• Work task
For every line of the records below that holds "concrete", add one. Give only the final total.

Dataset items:
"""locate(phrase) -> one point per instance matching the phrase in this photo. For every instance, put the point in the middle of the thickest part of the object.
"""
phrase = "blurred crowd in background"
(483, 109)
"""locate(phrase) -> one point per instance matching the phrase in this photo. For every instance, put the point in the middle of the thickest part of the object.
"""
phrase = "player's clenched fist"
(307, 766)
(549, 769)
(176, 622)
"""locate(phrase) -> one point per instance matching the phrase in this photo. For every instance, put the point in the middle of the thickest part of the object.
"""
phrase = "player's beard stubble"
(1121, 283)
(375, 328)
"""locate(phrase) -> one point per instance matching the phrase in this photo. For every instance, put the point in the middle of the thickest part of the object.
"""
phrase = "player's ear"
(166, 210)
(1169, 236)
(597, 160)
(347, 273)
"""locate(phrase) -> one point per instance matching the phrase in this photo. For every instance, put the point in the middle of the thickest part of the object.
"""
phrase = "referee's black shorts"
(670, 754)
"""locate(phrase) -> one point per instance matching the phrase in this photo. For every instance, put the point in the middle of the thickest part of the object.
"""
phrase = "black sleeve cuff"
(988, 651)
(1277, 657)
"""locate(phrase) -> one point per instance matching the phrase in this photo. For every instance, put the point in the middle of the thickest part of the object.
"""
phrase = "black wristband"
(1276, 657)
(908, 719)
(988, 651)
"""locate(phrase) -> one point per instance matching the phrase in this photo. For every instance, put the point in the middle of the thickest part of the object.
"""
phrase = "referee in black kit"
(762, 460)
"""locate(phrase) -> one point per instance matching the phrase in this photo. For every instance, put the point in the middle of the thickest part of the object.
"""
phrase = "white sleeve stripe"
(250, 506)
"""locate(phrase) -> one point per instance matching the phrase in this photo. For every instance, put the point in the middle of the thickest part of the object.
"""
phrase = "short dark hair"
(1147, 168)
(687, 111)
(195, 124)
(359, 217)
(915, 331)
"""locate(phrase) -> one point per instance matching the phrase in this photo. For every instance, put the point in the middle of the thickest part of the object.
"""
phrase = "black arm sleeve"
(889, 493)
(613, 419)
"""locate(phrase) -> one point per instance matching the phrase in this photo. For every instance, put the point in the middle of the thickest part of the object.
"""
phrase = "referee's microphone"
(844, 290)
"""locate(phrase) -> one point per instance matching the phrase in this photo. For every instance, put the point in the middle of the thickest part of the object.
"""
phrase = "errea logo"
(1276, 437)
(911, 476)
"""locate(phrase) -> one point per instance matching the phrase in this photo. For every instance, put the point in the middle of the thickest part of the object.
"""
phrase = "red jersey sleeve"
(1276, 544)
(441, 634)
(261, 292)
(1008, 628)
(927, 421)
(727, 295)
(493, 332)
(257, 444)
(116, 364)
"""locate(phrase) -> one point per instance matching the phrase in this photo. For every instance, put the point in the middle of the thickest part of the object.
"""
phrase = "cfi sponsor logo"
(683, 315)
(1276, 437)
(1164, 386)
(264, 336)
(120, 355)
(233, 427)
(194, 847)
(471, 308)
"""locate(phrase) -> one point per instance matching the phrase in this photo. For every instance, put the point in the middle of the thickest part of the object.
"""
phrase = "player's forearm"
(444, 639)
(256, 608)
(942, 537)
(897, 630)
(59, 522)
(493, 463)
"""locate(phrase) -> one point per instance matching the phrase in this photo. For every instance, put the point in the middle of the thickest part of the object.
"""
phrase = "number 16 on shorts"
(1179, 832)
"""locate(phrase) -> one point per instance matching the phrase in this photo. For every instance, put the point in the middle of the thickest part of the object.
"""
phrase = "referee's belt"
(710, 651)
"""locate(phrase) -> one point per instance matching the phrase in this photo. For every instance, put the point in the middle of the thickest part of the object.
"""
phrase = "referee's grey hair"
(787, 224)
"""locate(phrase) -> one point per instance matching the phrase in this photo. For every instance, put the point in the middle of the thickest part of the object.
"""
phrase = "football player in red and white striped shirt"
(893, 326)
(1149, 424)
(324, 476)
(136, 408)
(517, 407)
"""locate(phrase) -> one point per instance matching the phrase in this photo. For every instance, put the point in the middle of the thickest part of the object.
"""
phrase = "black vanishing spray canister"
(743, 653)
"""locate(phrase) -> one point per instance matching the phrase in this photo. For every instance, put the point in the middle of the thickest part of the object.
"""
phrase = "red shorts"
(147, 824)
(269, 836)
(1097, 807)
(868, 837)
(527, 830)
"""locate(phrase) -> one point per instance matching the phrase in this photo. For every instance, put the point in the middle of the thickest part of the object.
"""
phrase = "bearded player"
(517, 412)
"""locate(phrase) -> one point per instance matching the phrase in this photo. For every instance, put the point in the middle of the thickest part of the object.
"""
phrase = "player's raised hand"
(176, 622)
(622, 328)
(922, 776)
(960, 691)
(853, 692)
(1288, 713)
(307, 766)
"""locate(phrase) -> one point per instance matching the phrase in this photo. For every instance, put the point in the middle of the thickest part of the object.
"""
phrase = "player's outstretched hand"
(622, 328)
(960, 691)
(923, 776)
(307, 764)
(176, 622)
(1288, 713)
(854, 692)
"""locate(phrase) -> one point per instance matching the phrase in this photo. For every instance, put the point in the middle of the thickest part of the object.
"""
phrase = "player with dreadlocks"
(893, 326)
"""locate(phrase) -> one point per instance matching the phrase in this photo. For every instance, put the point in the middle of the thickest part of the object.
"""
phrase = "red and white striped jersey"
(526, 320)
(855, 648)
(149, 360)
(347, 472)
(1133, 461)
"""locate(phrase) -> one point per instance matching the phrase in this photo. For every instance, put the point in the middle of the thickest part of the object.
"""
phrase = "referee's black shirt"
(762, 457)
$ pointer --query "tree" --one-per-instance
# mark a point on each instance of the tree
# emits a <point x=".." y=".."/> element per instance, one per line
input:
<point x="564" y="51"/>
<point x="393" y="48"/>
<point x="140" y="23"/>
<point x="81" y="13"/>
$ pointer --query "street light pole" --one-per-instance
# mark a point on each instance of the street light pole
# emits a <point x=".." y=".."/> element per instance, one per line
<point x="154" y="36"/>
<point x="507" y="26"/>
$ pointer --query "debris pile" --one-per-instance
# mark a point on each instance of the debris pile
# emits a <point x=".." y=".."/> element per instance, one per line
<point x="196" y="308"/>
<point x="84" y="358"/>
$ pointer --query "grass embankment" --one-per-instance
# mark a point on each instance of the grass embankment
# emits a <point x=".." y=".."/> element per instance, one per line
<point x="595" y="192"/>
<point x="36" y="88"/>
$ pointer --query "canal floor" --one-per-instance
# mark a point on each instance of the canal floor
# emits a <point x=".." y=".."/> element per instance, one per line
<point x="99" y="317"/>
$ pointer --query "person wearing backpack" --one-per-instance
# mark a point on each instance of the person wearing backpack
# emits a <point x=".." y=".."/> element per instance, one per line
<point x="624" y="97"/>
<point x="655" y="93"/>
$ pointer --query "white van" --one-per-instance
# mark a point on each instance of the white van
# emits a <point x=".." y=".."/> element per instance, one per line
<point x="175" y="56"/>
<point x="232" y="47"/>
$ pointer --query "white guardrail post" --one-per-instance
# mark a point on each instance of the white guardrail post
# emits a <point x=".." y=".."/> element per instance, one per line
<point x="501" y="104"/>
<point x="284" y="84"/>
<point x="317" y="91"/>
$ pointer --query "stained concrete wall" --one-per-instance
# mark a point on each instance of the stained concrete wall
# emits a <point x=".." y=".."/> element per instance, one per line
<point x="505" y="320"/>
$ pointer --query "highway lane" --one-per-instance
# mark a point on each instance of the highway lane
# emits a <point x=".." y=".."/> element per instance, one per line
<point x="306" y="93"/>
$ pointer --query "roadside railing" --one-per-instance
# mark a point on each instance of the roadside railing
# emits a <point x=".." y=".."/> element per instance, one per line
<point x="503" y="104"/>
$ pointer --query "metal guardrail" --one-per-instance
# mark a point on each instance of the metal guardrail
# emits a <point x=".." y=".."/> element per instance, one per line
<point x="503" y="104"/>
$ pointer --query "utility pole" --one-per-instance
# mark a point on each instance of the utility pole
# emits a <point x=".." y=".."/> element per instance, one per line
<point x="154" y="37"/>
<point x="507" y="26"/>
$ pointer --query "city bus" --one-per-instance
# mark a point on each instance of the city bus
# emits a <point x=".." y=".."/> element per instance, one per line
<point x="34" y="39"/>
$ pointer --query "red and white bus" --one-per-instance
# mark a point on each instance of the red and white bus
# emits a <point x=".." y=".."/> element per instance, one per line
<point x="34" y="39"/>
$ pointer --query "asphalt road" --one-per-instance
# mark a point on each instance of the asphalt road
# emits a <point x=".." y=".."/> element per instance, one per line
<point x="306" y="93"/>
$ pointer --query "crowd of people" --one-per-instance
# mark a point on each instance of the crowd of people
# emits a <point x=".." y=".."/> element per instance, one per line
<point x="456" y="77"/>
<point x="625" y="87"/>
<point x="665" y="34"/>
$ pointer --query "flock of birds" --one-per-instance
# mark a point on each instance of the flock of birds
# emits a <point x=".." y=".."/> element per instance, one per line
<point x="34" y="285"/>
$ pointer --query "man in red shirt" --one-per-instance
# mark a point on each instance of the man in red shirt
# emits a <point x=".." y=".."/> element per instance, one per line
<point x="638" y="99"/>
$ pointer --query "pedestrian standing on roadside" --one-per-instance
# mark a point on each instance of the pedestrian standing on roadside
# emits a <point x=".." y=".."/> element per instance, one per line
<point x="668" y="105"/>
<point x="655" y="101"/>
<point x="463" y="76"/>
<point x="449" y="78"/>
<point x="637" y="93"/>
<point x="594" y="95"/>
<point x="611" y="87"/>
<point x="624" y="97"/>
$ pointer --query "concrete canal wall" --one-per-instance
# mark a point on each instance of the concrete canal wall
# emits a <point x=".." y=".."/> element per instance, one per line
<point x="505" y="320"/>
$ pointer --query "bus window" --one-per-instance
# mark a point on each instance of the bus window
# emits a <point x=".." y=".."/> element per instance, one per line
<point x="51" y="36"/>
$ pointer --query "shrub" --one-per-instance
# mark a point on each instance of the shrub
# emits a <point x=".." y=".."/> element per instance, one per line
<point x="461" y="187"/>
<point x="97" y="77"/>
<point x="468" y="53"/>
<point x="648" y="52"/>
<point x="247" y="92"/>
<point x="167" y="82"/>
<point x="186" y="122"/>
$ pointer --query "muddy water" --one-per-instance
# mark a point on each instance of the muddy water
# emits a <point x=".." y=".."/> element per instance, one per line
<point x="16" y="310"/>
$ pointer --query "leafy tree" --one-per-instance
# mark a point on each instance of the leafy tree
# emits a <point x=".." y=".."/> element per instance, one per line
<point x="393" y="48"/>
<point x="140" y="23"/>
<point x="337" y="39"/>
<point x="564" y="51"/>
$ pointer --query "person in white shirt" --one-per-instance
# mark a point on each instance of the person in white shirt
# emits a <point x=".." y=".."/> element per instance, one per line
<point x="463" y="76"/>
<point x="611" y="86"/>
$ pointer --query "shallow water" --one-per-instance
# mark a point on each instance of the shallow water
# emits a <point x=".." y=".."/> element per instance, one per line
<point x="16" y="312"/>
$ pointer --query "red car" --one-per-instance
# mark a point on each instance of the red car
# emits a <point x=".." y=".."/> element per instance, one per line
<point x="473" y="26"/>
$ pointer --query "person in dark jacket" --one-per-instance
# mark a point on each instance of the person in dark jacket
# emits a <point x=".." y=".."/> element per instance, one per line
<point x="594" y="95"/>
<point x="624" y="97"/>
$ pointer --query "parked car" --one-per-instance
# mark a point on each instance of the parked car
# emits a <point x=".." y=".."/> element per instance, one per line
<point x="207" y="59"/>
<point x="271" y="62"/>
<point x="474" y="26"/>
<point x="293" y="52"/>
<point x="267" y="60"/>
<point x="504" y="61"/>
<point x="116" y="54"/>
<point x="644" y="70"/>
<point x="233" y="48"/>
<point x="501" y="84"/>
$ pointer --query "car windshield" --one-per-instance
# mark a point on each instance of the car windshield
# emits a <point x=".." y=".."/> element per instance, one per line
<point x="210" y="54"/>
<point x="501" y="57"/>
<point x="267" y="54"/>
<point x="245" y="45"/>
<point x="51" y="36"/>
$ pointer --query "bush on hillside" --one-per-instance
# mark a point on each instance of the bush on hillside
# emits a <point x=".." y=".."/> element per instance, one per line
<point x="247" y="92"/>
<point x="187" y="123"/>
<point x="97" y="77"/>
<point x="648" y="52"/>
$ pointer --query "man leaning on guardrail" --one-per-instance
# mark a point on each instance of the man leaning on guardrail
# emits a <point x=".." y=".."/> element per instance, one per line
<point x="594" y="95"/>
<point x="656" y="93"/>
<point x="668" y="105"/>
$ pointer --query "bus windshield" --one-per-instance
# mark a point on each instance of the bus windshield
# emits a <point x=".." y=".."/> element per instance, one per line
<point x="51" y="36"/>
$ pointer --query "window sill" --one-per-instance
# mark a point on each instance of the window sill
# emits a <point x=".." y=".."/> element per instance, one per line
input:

• Answer box
4